§ Written problem
Recast the lines of the entries below, starting with the line containing "Target: green vegetation" and going on through the line containing "(1240, 754)", as a Markdown table with the columns Row and Entry line. Omit blank lines and leave the pictures out of the table.

-- Input records start --

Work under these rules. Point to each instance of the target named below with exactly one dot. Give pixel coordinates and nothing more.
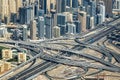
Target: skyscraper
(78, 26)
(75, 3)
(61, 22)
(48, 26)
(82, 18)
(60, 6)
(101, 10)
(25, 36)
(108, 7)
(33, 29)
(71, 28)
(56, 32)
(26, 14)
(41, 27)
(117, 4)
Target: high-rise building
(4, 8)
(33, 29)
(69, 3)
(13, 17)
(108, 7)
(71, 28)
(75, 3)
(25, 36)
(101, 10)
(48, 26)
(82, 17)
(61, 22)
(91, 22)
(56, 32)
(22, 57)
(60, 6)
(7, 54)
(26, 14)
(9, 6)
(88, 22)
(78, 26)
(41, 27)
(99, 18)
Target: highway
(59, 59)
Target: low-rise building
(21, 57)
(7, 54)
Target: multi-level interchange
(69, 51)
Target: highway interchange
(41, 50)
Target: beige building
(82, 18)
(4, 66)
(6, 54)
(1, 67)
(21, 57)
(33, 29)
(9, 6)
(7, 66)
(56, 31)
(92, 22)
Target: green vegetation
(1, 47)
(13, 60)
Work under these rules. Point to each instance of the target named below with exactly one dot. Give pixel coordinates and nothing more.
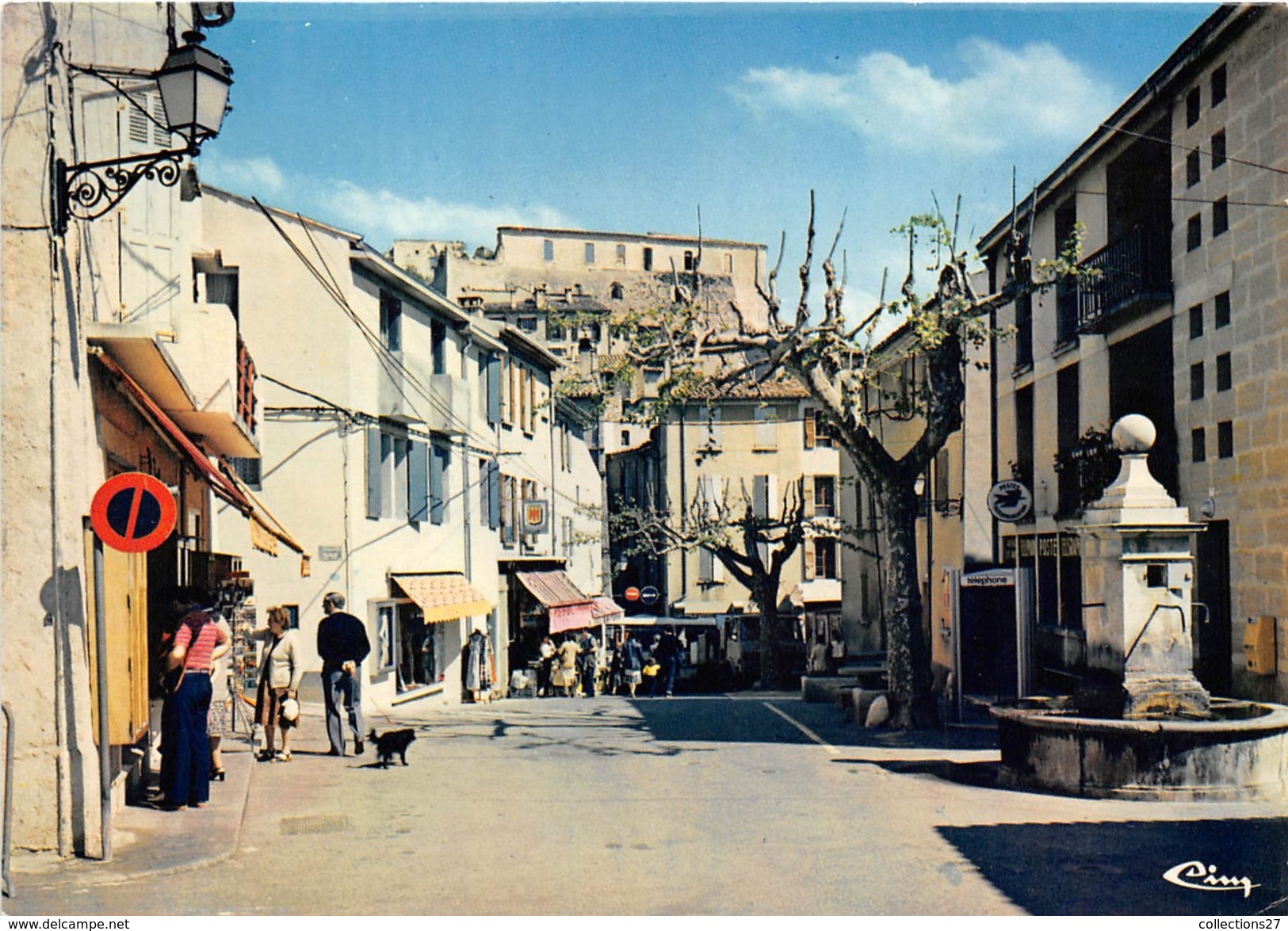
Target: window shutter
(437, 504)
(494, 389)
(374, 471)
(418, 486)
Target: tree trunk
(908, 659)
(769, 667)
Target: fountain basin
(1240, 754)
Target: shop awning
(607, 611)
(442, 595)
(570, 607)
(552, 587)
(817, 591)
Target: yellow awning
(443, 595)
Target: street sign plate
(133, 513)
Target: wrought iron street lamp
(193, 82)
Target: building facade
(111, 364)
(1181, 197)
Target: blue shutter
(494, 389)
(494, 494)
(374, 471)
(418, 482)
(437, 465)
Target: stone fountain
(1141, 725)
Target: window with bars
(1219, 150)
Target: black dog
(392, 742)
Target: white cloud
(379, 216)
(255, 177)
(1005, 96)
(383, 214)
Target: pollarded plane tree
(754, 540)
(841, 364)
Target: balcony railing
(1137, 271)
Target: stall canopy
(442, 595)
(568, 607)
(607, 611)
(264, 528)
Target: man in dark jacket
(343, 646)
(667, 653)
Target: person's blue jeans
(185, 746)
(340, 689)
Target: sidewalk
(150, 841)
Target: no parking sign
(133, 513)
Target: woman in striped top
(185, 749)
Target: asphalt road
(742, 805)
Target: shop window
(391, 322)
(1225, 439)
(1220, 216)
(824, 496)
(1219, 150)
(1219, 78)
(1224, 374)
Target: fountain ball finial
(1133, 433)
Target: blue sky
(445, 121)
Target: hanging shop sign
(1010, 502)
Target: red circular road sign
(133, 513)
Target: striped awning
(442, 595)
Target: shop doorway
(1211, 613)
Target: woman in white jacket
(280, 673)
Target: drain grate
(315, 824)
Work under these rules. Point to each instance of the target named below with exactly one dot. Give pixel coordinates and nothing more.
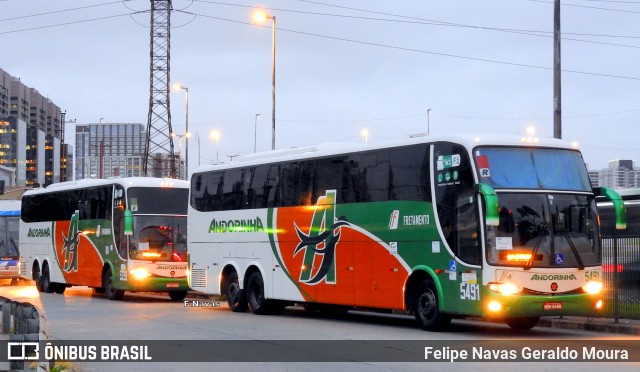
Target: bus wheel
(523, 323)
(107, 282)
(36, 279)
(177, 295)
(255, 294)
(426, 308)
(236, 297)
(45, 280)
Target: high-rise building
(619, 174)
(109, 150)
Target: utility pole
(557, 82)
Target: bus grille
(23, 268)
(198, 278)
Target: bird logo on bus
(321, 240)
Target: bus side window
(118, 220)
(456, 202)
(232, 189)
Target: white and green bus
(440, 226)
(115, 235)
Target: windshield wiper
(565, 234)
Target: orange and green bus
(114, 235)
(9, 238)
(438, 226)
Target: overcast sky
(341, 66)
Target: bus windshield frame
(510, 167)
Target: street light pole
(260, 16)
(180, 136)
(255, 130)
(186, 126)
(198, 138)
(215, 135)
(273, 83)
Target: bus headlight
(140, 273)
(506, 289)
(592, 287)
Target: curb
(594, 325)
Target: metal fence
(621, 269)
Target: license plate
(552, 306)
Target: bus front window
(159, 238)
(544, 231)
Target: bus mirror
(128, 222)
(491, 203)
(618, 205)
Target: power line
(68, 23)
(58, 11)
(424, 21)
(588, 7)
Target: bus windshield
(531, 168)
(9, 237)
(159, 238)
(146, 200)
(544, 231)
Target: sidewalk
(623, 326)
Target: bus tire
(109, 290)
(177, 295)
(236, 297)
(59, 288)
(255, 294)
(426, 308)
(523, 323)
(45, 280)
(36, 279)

-- Input records end --
-- Input records start --

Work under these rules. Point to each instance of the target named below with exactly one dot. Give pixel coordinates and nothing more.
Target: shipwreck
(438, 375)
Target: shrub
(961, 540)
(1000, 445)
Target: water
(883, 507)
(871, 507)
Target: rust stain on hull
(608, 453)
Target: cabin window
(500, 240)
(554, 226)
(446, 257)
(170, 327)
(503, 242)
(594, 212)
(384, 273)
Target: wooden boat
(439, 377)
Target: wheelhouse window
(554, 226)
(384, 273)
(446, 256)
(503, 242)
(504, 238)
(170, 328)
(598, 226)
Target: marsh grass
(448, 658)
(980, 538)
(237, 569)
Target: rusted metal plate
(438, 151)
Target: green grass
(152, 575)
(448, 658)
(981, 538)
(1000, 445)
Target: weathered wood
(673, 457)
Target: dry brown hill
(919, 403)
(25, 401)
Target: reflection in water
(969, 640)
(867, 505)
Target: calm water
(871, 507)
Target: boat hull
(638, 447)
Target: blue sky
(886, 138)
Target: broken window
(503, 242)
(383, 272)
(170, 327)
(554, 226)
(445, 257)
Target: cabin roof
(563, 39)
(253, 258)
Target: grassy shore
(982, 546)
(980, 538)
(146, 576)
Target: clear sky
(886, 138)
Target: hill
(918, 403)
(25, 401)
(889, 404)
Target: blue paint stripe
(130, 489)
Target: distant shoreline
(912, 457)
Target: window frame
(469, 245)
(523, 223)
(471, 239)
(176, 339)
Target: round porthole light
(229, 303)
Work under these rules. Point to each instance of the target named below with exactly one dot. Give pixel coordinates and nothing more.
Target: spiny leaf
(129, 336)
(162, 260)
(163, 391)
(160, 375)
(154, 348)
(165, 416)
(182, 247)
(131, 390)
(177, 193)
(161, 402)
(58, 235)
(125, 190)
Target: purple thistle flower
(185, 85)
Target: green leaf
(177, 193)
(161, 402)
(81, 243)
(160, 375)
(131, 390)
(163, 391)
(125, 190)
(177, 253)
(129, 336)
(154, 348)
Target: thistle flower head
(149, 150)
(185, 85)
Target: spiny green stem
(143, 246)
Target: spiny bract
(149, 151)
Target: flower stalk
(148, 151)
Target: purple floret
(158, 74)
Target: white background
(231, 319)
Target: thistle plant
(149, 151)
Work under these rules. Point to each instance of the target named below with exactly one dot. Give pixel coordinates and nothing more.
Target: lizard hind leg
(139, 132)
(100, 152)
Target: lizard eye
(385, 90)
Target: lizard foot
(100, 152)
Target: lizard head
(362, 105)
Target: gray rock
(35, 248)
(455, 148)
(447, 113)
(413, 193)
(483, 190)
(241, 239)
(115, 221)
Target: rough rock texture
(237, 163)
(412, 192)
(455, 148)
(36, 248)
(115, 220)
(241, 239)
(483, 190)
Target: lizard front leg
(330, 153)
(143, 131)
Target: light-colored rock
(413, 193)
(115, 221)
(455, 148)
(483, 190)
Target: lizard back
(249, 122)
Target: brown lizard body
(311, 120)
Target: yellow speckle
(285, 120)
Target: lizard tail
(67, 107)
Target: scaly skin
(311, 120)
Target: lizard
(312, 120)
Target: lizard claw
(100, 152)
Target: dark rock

-- Input records end --

§ Task output
| Row | Entry line |
|---|---|
| 1 | Target: green vegetation |
| 2 | (1, 47) |
| 3 | (13, 60) |
| 4 | Work under these rules. Point to each instance of the target named below with exactly one dot. Give pixel coordinates and nothing more. |
| 5 | Target: window shutter |
| 6 | (437, 504) |
| 7 | (494, 389) |
| 8 | (374, 471) |
| 9 | (418, 486) |
| 10 | Target: tree trunk |
| 11 | (908, 659) |
| 12 | (769, 667) |
| 13 | Target: fountain basin |
| 14 | (1240, 754) |